▶ _EXCERPTED TEXT_:
== Segment start ==

Chicago’s typical St. Patrick’s Day celebrations were drastically toned down this year like in some other cities across the country, but Mayor Lori Lightfoot gave the green light to dye the Chicago River, a tradition that dates back to 1962.
It was one of the few rituals, lauding the patron saint of Ireland known for spreading Christianity in the fifth century, that was able to survive COVID-19 restrictions.
For the second straight year, Chicago, Boston, Philadelphia and other cities nationwide canceled parades, tempering the revelry and ringing of cash registers at bars and restaurants, the latest blow to an economy that normally would be seeing a late-winter boost. With social-distancing, mask-wearing mandates and capacity limits in place, businesses are still struggling to survive.
Even Ireland put the kibosh on all St. Patrick’s Day parades throughout the country.
New York City, which boasts of the “oldest and largest in the world” with a parade on the streets every March 17 since 1762 — or as it likes to point out, 14 years before the Declaration of Independence was signed — is not letting a pandemic stop it. On Wednesday, the city’s 260th parade, like last year, will be largely ceremonial with a small live marching event at a still unscheduled time to honor first responders and essential workers, according to the parade website.
A virtual parade created as a composite of past parade marching groups will be shown in the morning with a streaming hourlong show on Facebook afterward.
Other cities took creative routes. Hilton Head, South Carolina, moved its march to a boat parade. St. Paul, Minnesota, is having a drive-thru “Mask-arade” that will take about a minute to see at a former Sears parking lot. Dublin, California, is holding the Celtic Rock Drive-In Concert at the Hacienda Crossings shopping center Wednesday.
In Austin, Texas, where mask mandates have been dropped, and bars and restaurants are allowed to serve at full capacity, the festivities have moved online. A music event will feature a host of Irish storytellers, singers and dancers, including the Clickety Cloggers. But the rest of the city is gearing up for a lively celebration.
Some cities such as Erin, Wisconsin, population 3,800, are shrugging off the pandemic fears — though masks are still required. The city, about 45 minutes west of Milwaukee, will see a morning parade, complete with green John Deere tractors, floats and a king and queen, on an extended parade route where people can watch from their cars.
“Our goal is to host the parade and do so safely,” organizers said on the parade website.

== Segment end ==

▶ _DATASET EXTRACT_:
== Segment start ==

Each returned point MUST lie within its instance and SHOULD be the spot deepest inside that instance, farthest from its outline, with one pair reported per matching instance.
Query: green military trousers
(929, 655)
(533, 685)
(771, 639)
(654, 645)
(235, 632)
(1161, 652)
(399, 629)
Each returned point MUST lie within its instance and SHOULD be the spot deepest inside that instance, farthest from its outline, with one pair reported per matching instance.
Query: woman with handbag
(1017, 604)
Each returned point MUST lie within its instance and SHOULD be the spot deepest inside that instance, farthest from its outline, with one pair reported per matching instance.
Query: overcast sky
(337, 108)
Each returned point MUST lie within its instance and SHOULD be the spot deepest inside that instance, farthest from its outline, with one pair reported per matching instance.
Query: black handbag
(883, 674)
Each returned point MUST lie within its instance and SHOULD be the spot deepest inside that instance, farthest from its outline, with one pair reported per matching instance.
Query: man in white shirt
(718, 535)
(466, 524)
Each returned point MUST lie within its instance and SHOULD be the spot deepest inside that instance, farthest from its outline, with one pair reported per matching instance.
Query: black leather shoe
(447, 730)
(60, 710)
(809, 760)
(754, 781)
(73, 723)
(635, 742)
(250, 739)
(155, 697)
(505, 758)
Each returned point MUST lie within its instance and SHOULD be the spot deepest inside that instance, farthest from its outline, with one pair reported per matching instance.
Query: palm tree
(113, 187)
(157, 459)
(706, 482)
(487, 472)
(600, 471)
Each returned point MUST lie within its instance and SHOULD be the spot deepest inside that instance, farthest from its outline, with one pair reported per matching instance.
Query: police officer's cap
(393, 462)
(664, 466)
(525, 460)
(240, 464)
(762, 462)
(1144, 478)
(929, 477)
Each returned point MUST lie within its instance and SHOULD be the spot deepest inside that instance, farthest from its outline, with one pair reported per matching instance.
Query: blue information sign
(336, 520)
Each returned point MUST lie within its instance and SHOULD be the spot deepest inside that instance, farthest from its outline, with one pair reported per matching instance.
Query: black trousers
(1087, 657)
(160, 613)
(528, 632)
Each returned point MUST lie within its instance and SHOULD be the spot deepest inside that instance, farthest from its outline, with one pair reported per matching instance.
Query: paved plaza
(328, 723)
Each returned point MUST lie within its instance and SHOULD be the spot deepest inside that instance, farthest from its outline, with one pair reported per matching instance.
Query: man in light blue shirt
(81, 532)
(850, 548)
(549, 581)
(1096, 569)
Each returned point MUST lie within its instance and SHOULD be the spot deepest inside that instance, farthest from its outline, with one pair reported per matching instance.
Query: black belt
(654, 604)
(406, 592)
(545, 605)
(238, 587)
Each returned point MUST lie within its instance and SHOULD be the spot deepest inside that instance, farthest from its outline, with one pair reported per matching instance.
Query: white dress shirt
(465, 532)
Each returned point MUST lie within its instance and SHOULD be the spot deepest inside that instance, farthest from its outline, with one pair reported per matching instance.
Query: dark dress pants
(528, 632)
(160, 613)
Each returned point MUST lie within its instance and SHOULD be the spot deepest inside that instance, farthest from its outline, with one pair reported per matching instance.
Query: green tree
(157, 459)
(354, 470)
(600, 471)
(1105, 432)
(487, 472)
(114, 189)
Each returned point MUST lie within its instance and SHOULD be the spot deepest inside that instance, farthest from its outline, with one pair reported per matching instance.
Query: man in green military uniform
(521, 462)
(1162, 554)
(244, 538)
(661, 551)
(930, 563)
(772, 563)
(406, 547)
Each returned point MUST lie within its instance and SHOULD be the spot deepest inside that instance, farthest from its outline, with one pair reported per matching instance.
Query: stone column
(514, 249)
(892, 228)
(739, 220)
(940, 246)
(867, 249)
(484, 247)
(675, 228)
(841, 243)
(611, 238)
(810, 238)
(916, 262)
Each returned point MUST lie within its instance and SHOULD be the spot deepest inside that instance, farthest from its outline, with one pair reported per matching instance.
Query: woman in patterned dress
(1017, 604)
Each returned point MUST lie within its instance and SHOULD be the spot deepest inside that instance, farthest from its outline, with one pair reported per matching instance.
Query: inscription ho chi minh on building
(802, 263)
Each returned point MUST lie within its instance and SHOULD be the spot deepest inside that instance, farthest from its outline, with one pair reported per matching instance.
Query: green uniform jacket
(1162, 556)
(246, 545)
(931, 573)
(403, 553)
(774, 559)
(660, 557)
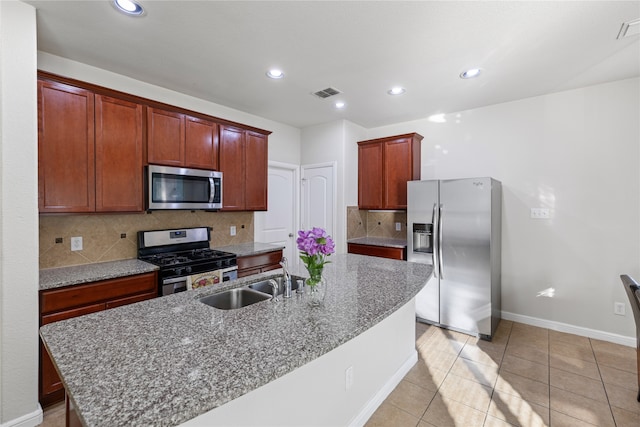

== Segment end ==

▶ _WORK ITEM A_:
Answer these questions from the St. Patrick's Day article:
(i) To what year does Chicago's tradition of dyeing the river date back?
(ii) Where is St. Paul, Minnesota, holding its drive-thru "Mask-arade"?
(iii) What is the population of Erin, Wisconsin?
▶ _WORK ITEM B_: Reproduce the part of the St. Patrick's Day article between "For the second" and "throughout the country.", inclusive.

▶ _WRITTEN ANSWER A_:
(i) 1962
(ii) At a former Sears parking lot
(iii) 3,800

▶ _WRITTEN ANSWER B_:
For the second straight year, Chicago, Boston, Philadelphia and other cities nationwide canceled parades, tempering the revelry and ringing of cash registers at bars and restaurants, the latest blow to an economy that normally would be seeing a late-winter boost. With social-distancing, mask-wearing mandates and capacity limits in place, businesses are still struggling to survive.
Even Ireland put the kibosh on all St. Patrick’s Day parades throughout the country.